### Page excerpt

-=-=-

In the string that forms the block; (As a matter of fact, when the element is defined as required, repetition is a "must". Otherwise, it is a "can".)

- a repetition indicator followed by an integer means that the element can or must be repeated that many times at most.
- a repetition indicator preceded by an integer means that the element can or must be repeated that many times at least.
- a repetition indicator without a preceding or following integer means that the element can or must be repeated as many times as the user wants.
- an integer without a preceding or following repetition indicator means that the element can or must be repeated exactly that many times.
The group-of-alternative-elements indicator: If the element is a member of an alternative group of elements

The library gets this indicator from the cell next to the cell with the value "cI_8=". However, this cell is not a must—it can be removed and the indicator will become the default value, the "-" character.

You can define alternative groups for parents, as well.

In the string that forms the block; the indicator must be followed by a one-length non-lowercase and non-numeric character, which will stand for the group of alternative elements within the particular parent.

All these indicators must be one-length non-numeric non-lowercase and unique. None of them may be null or equal to the label of any XML element. Their order within the block does not matter.

Since the datatype block must be all lowercase, the script can detect which block identifies the datatype and which block is composed of a string that sets the features of the element. Thereby, as both blocks are not compulsory, their order doesn't matter, either.

-=-=-

### Task to complete
According to the page excerpt, what default value does the group-of-alternative-elements indicator take when the cell next to "cI_8=" is removed?

-=-=-

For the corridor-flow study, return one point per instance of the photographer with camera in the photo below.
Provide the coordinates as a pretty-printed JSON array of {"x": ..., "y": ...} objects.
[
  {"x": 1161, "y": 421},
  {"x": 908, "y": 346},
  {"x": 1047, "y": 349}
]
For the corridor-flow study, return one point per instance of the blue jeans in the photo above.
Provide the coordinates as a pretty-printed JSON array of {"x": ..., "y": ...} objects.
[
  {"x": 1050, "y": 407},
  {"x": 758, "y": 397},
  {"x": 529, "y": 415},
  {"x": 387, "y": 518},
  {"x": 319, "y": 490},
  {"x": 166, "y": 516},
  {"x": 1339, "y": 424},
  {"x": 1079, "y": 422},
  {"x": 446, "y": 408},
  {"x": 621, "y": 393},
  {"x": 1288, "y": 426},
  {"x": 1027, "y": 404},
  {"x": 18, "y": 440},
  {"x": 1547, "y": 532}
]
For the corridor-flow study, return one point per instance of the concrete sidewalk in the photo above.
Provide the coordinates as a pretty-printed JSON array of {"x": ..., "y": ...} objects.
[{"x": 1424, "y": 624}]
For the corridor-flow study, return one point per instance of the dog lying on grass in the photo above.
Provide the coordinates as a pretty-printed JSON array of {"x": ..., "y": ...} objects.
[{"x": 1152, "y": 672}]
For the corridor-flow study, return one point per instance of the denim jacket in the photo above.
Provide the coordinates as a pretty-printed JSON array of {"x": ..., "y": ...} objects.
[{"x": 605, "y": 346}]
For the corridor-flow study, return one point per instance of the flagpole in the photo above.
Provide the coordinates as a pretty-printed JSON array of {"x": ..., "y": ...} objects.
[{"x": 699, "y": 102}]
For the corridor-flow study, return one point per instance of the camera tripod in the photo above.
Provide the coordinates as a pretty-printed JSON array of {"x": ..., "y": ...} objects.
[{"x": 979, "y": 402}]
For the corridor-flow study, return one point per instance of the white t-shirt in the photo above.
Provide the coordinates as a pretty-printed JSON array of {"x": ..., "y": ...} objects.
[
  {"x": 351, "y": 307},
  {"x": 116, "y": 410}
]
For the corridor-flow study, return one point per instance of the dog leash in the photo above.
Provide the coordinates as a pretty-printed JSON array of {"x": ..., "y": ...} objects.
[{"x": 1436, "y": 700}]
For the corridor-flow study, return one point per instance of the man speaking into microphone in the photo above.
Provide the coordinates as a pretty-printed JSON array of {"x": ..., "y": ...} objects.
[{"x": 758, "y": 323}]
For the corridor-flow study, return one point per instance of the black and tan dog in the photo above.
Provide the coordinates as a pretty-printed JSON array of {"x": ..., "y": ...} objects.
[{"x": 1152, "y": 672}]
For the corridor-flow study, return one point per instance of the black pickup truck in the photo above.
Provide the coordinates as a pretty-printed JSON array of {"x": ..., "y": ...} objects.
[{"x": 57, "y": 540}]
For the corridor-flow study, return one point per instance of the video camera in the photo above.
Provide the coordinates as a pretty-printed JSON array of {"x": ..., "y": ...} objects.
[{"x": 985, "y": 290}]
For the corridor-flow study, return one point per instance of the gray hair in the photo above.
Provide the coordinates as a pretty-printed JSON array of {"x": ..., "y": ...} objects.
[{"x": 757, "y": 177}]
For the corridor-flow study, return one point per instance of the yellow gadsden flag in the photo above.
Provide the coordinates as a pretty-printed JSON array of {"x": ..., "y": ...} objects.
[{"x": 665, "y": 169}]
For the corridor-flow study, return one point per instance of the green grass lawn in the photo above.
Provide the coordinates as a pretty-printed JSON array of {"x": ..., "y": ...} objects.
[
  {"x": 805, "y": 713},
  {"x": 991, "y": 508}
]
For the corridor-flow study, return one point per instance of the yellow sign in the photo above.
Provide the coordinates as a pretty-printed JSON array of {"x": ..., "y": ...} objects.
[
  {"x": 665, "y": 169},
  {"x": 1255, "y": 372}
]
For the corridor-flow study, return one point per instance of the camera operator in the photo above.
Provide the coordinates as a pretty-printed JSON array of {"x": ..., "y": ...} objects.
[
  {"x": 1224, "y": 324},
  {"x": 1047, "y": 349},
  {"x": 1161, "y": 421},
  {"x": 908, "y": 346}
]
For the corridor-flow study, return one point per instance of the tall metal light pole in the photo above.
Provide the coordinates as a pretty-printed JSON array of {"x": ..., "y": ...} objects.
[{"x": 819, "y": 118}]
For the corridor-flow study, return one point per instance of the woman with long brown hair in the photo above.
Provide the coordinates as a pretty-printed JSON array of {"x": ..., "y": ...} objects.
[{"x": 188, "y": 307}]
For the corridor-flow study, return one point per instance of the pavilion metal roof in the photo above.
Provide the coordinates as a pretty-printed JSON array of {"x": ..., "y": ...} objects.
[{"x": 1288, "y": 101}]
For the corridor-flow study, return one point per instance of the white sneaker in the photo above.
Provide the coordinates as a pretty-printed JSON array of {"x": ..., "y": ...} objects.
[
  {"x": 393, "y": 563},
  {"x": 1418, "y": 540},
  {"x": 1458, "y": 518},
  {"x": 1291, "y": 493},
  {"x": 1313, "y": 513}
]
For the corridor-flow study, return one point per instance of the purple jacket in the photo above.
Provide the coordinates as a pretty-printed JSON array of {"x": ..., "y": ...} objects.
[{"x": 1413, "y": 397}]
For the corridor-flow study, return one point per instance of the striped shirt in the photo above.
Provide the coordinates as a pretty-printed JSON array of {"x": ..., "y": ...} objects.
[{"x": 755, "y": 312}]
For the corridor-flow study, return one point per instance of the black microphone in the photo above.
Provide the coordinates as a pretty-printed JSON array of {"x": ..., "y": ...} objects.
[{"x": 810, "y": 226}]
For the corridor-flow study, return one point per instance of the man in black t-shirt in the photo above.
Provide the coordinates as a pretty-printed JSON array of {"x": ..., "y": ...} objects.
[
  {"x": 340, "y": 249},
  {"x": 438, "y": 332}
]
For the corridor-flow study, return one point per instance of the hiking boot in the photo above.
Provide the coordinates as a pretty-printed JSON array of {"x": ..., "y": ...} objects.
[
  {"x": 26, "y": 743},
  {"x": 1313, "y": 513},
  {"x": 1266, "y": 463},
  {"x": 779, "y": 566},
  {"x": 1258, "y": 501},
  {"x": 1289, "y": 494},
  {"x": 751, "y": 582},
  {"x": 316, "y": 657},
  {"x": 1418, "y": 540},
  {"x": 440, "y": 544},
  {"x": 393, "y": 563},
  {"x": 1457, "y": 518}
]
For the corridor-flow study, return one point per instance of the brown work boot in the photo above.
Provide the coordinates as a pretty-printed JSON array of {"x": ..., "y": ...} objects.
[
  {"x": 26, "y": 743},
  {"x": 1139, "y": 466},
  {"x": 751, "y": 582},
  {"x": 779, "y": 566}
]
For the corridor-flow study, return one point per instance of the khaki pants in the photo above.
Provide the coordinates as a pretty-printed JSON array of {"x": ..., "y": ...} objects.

-=-=-

### Answer for this exercise
The "-" character.